_Activity_:
From the line containing "formatted like [6,27]." to the last line below, retype everything word for word.

_Exercise data_:
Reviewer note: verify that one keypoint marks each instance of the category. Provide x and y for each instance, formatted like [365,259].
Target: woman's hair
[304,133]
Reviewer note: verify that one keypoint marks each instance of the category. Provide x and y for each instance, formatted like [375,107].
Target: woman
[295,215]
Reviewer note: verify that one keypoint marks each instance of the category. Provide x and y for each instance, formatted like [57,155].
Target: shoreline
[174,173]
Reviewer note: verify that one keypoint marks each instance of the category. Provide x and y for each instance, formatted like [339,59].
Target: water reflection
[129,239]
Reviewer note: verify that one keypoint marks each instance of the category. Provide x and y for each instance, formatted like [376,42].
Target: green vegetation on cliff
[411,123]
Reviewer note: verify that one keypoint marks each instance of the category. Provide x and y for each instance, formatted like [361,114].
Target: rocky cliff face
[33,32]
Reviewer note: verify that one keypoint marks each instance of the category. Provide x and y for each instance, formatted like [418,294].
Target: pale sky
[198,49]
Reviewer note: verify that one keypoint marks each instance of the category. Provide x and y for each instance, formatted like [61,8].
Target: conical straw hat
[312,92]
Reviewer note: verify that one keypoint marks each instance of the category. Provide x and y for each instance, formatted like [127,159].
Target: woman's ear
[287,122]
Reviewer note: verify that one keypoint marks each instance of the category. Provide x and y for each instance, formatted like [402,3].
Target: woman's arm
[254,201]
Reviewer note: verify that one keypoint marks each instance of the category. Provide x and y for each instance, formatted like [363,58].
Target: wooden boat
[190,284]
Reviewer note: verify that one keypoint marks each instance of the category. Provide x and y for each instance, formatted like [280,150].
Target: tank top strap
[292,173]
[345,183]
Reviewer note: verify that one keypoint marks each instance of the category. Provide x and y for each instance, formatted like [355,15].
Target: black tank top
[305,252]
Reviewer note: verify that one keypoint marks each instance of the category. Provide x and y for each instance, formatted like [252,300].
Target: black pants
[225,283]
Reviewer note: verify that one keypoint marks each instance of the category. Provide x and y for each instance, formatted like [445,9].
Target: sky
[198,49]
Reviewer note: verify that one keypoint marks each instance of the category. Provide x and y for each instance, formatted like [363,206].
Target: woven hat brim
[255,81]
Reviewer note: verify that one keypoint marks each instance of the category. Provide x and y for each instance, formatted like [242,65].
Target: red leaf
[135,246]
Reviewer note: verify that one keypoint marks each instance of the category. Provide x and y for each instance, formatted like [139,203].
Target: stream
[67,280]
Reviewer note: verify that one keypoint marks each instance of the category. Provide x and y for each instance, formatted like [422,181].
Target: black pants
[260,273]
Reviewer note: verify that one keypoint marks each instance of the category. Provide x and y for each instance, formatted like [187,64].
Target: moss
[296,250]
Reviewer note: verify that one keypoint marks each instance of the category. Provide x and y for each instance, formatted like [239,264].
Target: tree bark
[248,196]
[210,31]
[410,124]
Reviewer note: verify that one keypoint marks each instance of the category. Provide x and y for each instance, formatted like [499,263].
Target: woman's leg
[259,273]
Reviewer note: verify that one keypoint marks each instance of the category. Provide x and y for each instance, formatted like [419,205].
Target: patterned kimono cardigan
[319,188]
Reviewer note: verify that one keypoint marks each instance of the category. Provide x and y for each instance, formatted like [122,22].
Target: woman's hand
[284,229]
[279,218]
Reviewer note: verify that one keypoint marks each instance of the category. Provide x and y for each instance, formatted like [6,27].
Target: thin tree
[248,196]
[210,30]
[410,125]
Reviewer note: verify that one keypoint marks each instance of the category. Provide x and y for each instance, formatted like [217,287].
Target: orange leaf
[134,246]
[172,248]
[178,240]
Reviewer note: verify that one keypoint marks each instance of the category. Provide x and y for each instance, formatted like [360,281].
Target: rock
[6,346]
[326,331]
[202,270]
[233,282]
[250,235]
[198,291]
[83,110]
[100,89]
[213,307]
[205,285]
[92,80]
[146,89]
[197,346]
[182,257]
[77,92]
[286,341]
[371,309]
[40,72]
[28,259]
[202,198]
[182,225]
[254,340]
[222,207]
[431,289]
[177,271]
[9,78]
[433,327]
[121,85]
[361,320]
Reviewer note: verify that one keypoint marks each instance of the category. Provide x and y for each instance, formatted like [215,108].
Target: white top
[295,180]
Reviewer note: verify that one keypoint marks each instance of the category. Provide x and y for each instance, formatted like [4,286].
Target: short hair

_Final answer_:
Reviewer note: verify that one keypoint marks each instance of the category. Provide x and y for each instance, formatted like [6,27].
Target: thin tree
[248,196]
[210,30]
[410,125]
Reviewer note: verify that one keypoint marks each instance of the category. Provide x and y for each instance, formatted like [217,287].
Target: orange leaf
[134,246]
[172,248]
[178,240]
Reviewer note: verify that one keypoint marks each instance of the category. Provide x and y for each instance, formatted like [360,281].
Target: rock
[6,346]
[326,331]
[202,270]
[233,282]
[250,235]
[198,291]
[83,110]
[100,89]
[213,307]
[205,285]
[92,80]
[146,89]
[197,346]
[182,257]
[77,92]
[286,341]
[371,309]
[40,72]
[28,259]
[202,198]
[182,225]
[254,340]
[222,207]
[431,289]
[177,271]
[9,78]
[433,327]
[121,85]
[361,320]
Reviewer note: verify that one keypoint marks each instance of the category. Provide x and y for each instance, formatted like [215,108].
Target: white top
[295,180]
Reviewer note: verify that one keypoint marks each instance of the category. Provide x and y for each instance, formatted like [4,286].
Target: short hair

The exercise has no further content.